Task >> Determine how many lines in the entries below include the word "post", and reply with that number alone.

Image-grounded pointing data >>
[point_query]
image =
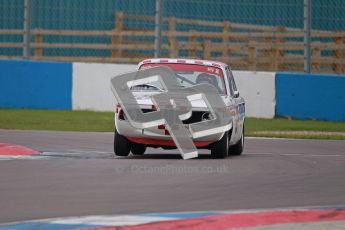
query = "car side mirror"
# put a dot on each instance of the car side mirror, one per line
(236, 94)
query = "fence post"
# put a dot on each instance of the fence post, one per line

Answer area >> 2